▶ **The task**: Rewrite the records below, changing every "Expected format" to "Required format" and leaving all other text as it is.

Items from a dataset
━━━━

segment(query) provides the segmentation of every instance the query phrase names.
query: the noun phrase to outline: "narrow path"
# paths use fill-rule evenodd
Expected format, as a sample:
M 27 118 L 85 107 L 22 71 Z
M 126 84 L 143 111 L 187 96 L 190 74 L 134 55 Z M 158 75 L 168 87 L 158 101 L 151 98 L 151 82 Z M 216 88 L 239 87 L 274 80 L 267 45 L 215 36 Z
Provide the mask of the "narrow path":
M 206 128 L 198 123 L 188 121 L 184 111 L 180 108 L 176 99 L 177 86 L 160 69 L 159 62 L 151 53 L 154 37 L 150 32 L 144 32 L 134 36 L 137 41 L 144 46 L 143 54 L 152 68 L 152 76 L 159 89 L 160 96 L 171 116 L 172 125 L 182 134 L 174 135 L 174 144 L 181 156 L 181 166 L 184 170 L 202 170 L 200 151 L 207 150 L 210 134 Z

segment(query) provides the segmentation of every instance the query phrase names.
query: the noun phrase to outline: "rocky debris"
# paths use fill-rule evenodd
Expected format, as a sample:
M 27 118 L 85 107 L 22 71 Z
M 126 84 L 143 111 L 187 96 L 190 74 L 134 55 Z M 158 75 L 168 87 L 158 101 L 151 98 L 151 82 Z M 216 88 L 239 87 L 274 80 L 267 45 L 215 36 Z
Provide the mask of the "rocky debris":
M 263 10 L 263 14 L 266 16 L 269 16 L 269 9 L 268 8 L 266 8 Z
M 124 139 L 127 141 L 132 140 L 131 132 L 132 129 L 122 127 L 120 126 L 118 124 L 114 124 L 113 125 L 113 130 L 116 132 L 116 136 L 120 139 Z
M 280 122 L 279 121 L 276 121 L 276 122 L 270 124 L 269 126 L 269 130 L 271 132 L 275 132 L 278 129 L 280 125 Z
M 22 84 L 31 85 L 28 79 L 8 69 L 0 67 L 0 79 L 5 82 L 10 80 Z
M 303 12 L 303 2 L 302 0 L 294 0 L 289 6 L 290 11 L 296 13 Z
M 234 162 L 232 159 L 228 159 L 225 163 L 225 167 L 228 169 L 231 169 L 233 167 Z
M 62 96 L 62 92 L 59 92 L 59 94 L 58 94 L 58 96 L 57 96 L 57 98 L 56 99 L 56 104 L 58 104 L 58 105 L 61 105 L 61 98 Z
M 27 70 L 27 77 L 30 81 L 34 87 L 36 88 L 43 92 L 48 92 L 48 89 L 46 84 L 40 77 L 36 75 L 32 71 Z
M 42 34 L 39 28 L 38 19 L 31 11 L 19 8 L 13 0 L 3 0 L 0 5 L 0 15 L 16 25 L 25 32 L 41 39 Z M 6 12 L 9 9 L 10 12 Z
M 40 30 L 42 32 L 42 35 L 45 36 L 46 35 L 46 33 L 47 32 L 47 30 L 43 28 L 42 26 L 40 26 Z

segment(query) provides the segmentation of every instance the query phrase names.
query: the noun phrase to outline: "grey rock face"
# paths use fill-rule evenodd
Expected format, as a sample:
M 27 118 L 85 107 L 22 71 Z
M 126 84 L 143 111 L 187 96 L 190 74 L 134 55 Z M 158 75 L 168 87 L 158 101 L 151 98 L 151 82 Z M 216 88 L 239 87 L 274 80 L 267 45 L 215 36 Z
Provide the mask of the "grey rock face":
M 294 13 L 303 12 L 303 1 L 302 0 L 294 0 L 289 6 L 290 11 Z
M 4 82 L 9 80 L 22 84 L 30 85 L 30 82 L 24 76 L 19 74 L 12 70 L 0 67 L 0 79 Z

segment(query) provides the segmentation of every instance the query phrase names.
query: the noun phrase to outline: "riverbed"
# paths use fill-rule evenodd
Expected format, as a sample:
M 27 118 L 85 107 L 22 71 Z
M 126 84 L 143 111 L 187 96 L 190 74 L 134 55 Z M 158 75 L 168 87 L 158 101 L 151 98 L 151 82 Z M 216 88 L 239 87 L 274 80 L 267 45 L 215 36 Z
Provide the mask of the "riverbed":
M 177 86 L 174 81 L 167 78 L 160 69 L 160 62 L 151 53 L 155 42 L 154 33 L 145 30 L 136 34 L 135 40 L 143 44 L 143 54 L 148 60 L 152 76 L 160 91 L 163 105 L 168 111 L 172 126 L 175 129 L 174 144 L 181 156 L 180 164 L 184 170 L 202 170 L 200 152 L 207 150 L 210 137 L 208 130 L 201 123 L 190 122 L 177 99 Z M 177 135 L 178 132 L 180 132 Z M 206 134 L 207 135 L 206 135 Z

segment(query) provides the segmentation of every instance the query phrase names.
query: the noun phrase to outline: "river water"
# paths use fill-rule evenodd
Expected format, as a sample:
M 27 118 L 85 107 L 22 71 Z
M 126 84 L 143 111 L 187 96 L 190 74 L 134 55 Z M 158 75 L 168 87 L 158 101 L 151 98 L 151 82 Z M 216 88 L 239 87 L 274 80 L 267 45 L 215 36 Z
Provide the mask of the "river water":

━━━━

▶ **Result of this exercise**:
segment(query) provides the segmentation of every instance the query phrase names.
query: the noun phrase to outline: "narrow path"
# paths use fill-rule evenodd
Required format, as a sample:
M 27 118 L 85 107 L 22 71 Z
M 126 84 L 143 111 L 187 96 L 190 74 L 134 55 Z M 158 75 L 168 87 L 158 101 L 151 98 L 151 82 Z M 216 88 L 239 87 L 274 80 L 267 45 L 215 36 Z
Provide the mask of the "narrow path":
M 206 128 L 198 123 L 188 121 L 184 111 L 180 108 L 176 99 L 177 86 L 160 69 L 159 62 L 151 53 L 154 37 L 150 32 L 144 32 L 134 36 L 137 41 L 144 46 L 143 54 L 152 68 L 152 76 L 159 89 L 160 96 L 171 116 L 172 125 L 182 134 L 174 135 L 174 144 L 181 156 L 181 166 L 184 170 L 202 170 L 200 151 L 207 150 L 210 134 Z

segment(query) provides the segmentation of every instance the query phrase names.
query: the noun phrase to outline: "rocky debris"
# paths use fill-rule evenodd
Required format, as a sample:
M 27 118 L 85 107 L 22 71 Z
M 126 84 L 143 111 L 187 96 L 190 74 L 134 55 Z M 158 75 L 168 87 L 158 101 L 151 98 L 151 82 Z M 216 88 L 239 87 L 274 80 L 267 45 L 215 36 Z
Provide the mask of the "rocky debris":
M 263 10 L 263 14 L 266 16 L 269 16 L 269 9 L 268 8 L 266 8 Z
M 124 139 L 127 141 L 132 140 L 131 132 L 132 129 L 122 127 L 120 126 L 118 124 L 114 124 L 113 125 L 113 130 L 116 132 L 116 136 L 120 139 Z
M 280 122 L 279 121 L 276 121 L 276 122 L 270 124 L 269 126 L 269 130 L 271 132 L 275 132 L 278 129 L 280 125 Z
M 22 84 L 31 85 L 28 79 L 8 69 L 0 67 L 0 79 L 5 82 L 10 80 Z
M 303 12 L 303 2 L 302 0 L 294 0 L 289 6 L 290 11 L 296 13 Z
M 234 162 L 232 159 L 228 159 L 225 163 L 225 167 L 228 169 L 231 169 L 233 167 Z
M 62 96 L 62 92 L 59 92 L 59 94 L 58 94 L 58 96 L 57 96 L 57 98 L 56 99 L 56 104 L 58 104 L 58 105 L 61 105 L 61 98 Z
M 27 70 L 27 77 L 30 81 L 34 87 L 36 88 L 43 92 L 48 92 L 48 89 L 46 84 L 40 77 L 36 75 L 32 71 Z
M 42 34 L 39 28 L 38 19 L 31 11 L 19 8 L 13 0 L 3 0 L 0 5 L 0 15 L 16 25 L 25 32 L 41 39 Z M 6 12 L 9 9 L 10 12 Z
M 40 30 L 42 32 L 42 35 L 45 36 L 46 35 L 46 33 L 47 32 L 47 30 L 43 28 L 42 26 L 40 26 Z

segment(query) provides the segmentation of every instance the query phrase names.
query: the noun phrase to outline: "grey rock face"
# paths use fill-rule evenodd
Required format, as a sample:
M 27 118 L 85 107 L 22 71 Z
M 126 84 L 143 111 L 187 96 L 190 74 L 134 55 Z M 158 75 L 168 87 L 158 101 L 151 98 L 151 82 Z M 216 88 L 239 87 L 274 80 L 267 45 L 215 36 Z
Provide the mask of the "grey rock face":
M 294 13 L 303 12 L 303 1 L 302 0 L 294 0 L 289 6 L 290 11 Z
M 4 82 L 9 80 L 22 84 L 30 85 L 30 82 L 24 76 L 19 74 L 12 70 L 0 67 L 0 79 Z

segment(query) provides the segmentation of every instance the query phrase names.
query: the noun phrase to outline: "riverbed"
# paths use fill-rule evenodd
Required format, as a sample:
M 27 118 L 85 107 L 22 71 Z
M 126 84 L 143 111 L 187 96 L 190 74 L 134 55 Z M 158 75 L 168 87 L 158 101 L 151 98 L 151 82 Z M 216 88 L 239 87 L 274 80 L 267 45 L 215 36 Z
Provide the mask of the "riverbed":
M 177 86 L 174 81 L 167 78 L 160 69 L 160 62 L 151 53 L 155 42 L 154 33 L 145 30 L 136 34 L 135 40 L 143 44 L 143 54 L 148 60 L 152 76 L 160 91 L 163 105 L 168 111 L 172 126 L 175 129 L 174 144 L 181 156 L 180 164 L 184 170 L 202 170 L 200 152 L 207 150 L 210 137 L 208 130 L 201 123 L 190 122 L 177 99 Z M 177 135 L 178 132 L 180 132 Z M 206 134 L 207 135 L 206 135 Z

segment(query) provides the segmentation of every instance the query phrase names.
query: the noun phrase to outline: "river water"
# paths use fill-rule evenodd
Required format, as a sample:
M 27 118 L 85 107 L 22 71 Z
M 126 84 L 143 111 L 187 96 L 190 74 L 134 55 Z M 158 75 L 168 87 L 158 101 L 151 98 L 151 82 Z M 216 88 L 239 87 L 274 80 L 267 45 L 215 36 Z
Provide the mask of the "river water":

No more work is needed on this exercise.